Collected data entries
--- --- ---

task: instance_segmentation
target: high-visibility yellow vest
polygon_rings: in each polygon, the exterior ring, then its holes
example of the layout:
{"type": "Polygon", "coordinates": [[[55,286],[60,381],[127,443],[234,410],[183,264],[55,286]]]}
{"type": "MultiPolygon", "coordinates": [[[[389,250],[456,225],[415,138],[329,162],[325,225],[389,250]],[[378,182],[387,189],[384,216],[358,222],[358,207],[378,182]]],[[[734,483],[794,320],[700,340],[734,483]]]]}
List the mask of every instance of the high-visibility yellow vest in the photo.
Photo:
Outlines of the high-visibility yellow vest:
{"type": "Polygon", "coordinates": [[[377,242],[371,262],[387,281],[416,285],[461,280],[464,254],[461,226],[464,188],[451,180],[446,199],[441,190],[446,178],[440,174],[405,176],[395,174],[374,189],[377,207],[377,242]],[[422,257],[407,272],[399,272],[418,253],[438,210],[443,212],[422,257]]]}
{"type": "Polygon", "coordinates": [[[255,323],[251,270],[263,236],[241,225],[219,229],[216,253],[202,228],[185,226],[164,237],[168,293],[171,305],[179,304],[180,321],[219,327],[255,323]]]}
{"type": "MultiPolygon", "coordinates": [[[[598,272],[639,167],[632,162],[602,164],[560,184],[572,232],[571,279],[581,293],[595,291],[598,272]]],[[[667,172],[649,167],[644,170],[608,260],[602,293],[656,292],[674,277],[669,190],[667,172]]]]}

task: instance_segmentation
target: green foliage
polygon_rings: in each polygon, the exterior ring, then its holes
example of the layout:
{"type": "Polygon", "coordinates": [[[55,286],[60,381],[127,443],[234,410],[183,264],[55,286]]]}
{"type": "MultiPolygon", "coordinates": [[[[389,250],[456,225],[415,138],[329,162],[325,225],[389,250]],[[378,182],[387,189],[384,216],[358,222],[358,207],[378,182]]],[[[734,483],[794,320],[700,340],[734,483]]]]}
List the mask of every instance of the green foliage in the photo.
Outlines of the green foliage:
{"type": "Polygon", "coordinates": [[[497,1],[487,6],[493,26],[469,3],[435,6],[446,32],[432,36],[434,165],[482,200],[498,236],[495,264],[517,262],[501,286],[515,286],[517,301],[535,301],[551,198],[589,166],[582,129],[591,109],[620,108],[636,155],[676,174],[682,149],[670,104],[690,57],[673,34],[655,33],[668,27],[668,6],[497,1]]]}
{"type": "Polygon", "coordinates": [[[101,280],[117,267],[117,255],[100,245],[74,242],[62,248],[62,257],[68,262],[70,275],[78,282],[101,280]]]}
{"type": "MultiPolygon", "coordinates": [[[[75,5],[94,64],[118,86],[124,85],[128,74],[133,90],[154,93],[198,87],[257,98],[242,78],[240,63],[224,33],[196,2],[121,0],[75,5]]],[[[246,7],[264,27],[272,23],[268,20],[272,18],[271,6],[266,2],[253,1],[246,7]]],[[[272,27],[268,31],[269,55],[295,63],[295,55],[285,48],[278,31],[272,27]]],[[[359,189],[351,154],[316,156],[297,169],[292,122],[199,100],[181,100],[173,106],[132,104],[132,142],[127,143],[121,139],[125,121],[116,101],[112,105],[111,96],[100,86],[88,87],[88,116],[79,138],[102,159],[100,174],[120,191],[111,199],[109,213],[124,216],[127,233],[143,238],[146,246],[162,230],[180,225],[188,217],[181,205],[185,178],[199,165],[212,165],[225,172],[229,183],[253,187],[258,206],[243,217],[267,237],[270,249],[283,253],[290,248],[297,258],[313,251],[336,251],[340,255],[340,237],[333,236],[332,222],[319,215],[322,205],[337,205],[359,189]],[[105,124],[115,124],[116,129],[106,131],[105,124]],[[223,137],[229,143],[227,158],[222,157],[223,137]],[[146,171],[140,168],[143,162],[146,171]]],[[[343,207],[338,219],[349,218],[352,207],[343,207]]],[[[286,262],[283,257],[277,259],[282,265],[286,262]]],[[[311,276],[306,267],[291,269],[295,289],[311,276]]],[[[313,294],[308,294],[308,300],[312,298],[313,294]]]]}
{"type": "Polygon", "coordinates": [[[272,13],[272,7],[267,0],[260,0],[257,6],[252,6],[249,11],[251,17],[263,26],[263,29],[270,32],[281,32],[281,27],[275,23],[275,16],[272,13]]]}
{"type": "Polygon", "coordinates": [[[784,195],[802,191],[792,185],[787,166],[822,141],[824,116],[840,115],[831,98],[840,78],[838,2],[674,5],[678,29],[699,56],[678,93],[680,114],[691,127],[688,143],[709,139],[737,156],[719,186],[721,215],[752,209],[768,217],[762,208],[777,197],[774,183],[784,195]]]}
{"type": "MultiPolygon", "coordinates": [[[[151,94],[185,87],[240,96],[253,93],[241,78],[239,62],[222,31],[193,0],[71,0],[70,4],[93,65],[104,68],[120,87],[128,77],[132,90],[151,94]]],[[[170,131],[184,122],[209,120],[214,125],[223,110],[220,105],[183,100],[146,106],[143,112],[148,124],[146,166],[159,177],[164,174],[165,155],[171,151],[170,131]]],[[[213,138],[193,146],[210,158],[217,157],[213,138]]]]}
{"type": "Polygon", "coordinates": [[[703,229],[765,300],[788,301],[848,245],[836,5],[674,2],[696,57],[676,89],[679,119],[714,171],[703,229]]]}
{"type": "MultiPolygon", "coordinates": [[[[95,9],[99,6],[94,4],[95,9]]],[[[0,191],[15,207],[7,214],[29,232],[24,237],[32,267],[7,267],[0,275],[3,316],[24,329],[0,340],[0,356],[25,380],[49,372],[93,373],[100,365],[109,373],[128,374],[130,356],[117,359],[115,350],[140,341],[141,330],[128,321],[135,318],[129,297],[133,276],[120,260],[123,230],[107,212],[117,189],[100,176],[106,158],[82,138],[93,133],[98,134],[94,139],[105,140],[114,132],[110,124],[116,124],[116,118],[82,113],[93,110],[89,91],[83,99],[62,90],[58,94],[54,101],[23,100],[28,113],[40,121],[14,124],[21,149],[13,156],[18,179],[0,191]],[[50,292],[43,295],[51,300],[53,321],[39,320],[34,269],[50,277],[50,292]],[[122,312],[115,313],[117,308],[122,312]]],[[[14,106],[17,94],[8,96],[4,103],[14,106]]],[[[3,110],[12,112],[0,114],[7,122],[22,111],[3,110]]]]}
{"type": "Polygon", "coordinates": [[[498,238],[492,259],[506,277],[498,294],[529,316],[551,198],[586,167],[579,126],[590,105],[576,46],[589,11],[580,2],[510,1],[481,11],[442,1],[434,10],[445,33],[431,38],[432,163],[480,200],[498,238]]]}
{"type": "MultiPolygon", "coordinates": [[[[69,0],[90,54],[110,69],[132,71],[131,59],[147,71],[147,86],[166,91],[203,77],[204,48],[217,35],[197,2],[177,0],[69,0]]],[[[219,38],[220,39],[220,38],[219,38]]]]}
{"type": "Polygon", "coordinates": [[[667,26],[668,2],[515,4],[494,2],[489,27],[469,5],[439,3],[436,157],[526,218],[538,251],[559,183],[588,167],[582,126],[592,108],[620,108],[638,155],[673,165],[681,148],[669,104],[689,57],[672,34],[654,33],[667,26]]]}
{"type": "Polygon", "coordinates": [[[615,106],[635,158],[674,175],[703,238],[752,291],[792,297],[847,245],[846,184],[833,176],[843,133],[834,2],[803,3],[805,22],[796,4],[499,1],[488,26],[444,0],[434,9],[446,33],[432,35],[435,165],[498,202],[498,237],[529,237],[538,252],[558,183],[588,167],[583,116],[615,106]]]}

--- --- ---

The data above, all of it, needs to be output exactly as written.

* **WRITTEN ANSWER**
task: instance_segmentation
target: high-visibility yellow vest
polygon_rings: in each polygon, the exterior ring, then its holes
example of the layout:
{"type": "Polygon", "coordinates": [[[55,286],[60,381],[127,443],[234,410],[183,264],[55,286]]]}
{"type": "MultiPolygon", "coordinates": [[[[389,250],[456,225],[415,138],[329,162],[325,225],[389,250]],[[378,182],[387,189],[384,216],[358,222],[358,207],[378,182]]],[[[734,483],[794,320],[700,340],[734,483]]]]}
List the mask of every instance of the high-visibility yellow vest in the photo.
Photo:
Outlines of the high-visibility yellow vest:
{"type": "Polygon", "coordinates": [[[377,242],[371,262],[387,281],[416,285],[461,280],[464,254],[461,226],[464,188],[451,180],[446,199],[441,190],[446,178],[440,174],[405,176],[395,174],[374,189],[377,207],[377,242]],[[422,257],[407,272],[399,272],[418,253],[438,210],[443,212],[422,257]]]}
{"type": "Polygon", "coordinates": [[[255,323],[251,270],[263,236],[241,225],[219,229],[216,253],[202,228],[185,226],[164,237],[168,293],[171,305],[179,304],[180,321],[219,327],[255,323]]]}
{"type": "MultiPolygon", "coordinates": [[[[598,272],[639,167],[632,162],[602,164],[560,184],[572,232],[571,279],[581,293],[595,291],[598,272]]],[[[667,172],[649,167],[644,170],[608,260],[602,293],[656,292],[674,277],[669,190],[667,172]]]]}

task: instance_segmentation
target: green foliage
polygon_rings: in each polygon, the exterior ring, then its holes
example of the layout:
{"type": "Polygon", "coordinates": [[[55,286],[60,381],[127,443],[234,410],[183,264],[55,286]]]}
{"type": "MultiPolygon", "coordinates": [[[[389,250],[456,225],[415,138],[329,162],[325,225],[389,250]],[[378,182],[387,189],[384,216],[358,222],[358,207],[378,182]]],[[[734,483],[794,320],[700,340],[734,483]]]]}
List the mask of every instance of the green foliage in the photo.
Outlines of the green foliage:
{"type": "Polygon", "coordinates": [[[497,1],[487,6],[493,26],[469,3],[435,6],[446,32],[432,36],[434,165],[482,200],[498,236],[495,264],[517,262],[501,286],[515,286],[517,301],[535,301],[551,198],[589,166],[582,129],[591,109],[620,108],[636,155],[676,174],[682,149],[670,104],[690,57],[673,34],[655,33],[668,27],[668,6],[497,1]]]}
{"type": "Polygon", "coordinates": [[[101,280],[117,267],[117,255],[100,245],[74,242],[62,248],[62,257],[68,262],[70,275],[78,282],[101,280]]]}
{"type": "MultiPolygon", "coordinates": [[[[75,5],[94,64],[118,86],[124,85],[128,74],[133,90],[154,93],[198,87],[257,98],[242,78],[240,63],[224,33],[196,2],[121,0],[75,5]]],[[[246,7],[264,27],[272,23],[268,20],[272,18],[271,6],[266,2],[253,1],[246,7]]],[[[272,27],[268,31],[269,55],[295,63],[295,55],[285,48],[278,31],[272,27]]],[[[359,189],[351,154],[316,156],[297,169],[292,122],[199,100],[181,100],[173,106],[132,104],[132,142],[127,143],[121,139],[125,121],[116,101],[112,105],[111,96],[100,86],[88,87],[88,116],[79,138],[102,159],[100,174],[120,191],[111,199],[109,213],[124,216],[127,233],[143,238],[146,246],[162,230],[180,225],[188,217],[181,205],[185,178],[199,165],[212,165],[225,172],[229,183],[253,187],[258,206],[243,217],[267,237],[270,249],[283,253],[290,248],[297,258],[313,251],[336,251],[340,255],[340,237],[333,236],[332,222],[319,215],[322,205],[337,205],[359,189]],[[105,124],[115,124],[116,129],[106,131],[105,124]],[[223,137],[229,143],[227,158],[222,157],[223,137]],[[146,171],[140,168],[143,162],[146,171]]],[[[343,207],[338,219],[349,218],[352,207],[343,207]]],[[[286,262],[283,257],[277,259],[282,265],[286,262]]],[[[311,276],[306,267],[291,269],[295,289],[311,276]]],[[[313,294],[308,294],[308,300],[312,298],[313,294]]]]}
{"type": "Polygon", "coordinates": [[[272,13],[272,7],[267,0],[260,0],[257,6],[252,6],[249,11],[251,17],[263,26],[263,29],[270,32],[281,32],[281,27],[275,23],[275,16],[272,13]]]}
{"type": "Polygon", "coordinates": [[[784,195],[802,191],[792,185],[787,166],[822,141],[824,116],[840,115],[831,98],[840,78],[838,2],[674,5],[678,29],[699,56],[678,93],[680,114],[691,127],[688,143],[709,139],[737,156],[719,186],[721,215],[752,209],[768,217],[762,208],[777,197],[774,183],[784,195]]]}
{"type": "MultiPolygon", "coordinates": [[[[151,94],[185,87],[240,96],[253,93],[241,78],[239,62],[222,31],[193,0],[71,0],[70,4],[93,65],[104,68],[120,87],[128,77],[132,90],[151,94]]],[[[170,131],[184,122],[209,120],[214,125],[223,110],[220,105],[183,100],[146,106],[143,112],[148,124],[146,166],[159,177],[164,174],[165,155],[171,151],[170,131]]],[[[213,138],[193,146],[210,158],[217,157],[213,138]]]]}
{"type": "Polygon", "coordinates": [[[703,229],[765,300],[788,301],[848,245],[836,5],[674,2],[696,57],[676,89],[679,119],[714,171],[703,229]]]}
{"type": "MultiPolygon", "coordinates": [[[[95,9],[99,6],[94,4],[95,9]]],[[[0,191],[15,207],[7,214],[29,232],[24,237],[32,267],[7,267],[0,275],[3,316],[24,329],[0,340],[0,356],[25,380],[49,372],[93,373],[100,365],[109,373],[128,374],[130,356],[117,359],[115,350],[140,341],[141,330],[128,321],[135,318],[129,297],[133,276],[120,260],[123,230],[107,212],[117,189],[100,176],[106,158],[82,138],[93,133],[98,134],[94,139],[105,140],[114,132],[110,124],[116,124],[116,118],[82,113],[93,110],[89,91],[83,99],[62,90],[58,94],[54,101],[23,100],[28,113],[40,121],[14,124],[21,149],[13,156],[18,179],[0,191]],[[50,292],[43,295],[51,300],[53,321],[39,320],[34,269],[50,277],[50,292]],[[122,312],[115,313],[117,308],[122,312]]],[[[14,106],[17,94],[8,96],[4,103],[14,106]]],[[[3,110],[12,112],[0,114],[7,122],[22,111],[3,110]]]]}
{"type": "Polygon", "coordinates": [[[498,238],[492,259],[506,277],[498,294],[529,316],[551,198],[586,167],[579,126],[590,105],[576,46],[589,11],[580,2],[510,1],[481,11],[442,1],[434,10],[445,33],[431,38],[432,163],[480,200],[498,238]]]}
{"type": "MultiPolygon", "coordinates": [[[[69,0],[90,54],[110,69],[132,71],[131,59],[147,71],[147,86],[166,91],[203,77],[204,48],[217,35],[197,2],[177,0],[69,0]]],[[[219,38],[220,39],[220,38],[219,38]]]]}
{"type": "Polygon", "coordinates": [[[667,26],[668,2],[515,4],[494,2],[489,27],[469,5],[439,3],[436,157],[526,218],[538,251],[559,183],[588,167],[582,126],[592,108],[620,108],[638,155],[673,165],[681,148],[669,104],[689,57],[672,34],[654,33],[667,26]]]}
{"type": "Polygon", "coordinates": [[[615,106],[635,158],[674,175],[703,238],[752,291],[792,297],[847,245],[846,184],[833,176],[843,133],[834,2],[803,3],[805,22],[796,4],[499,1],[488,26],[444,0],[434,9],[446,33],[432,35],[435,165],[498,202],[498,237],[529,237],[538,252],[558,183],[588,167],[583,116],[615,106]]]}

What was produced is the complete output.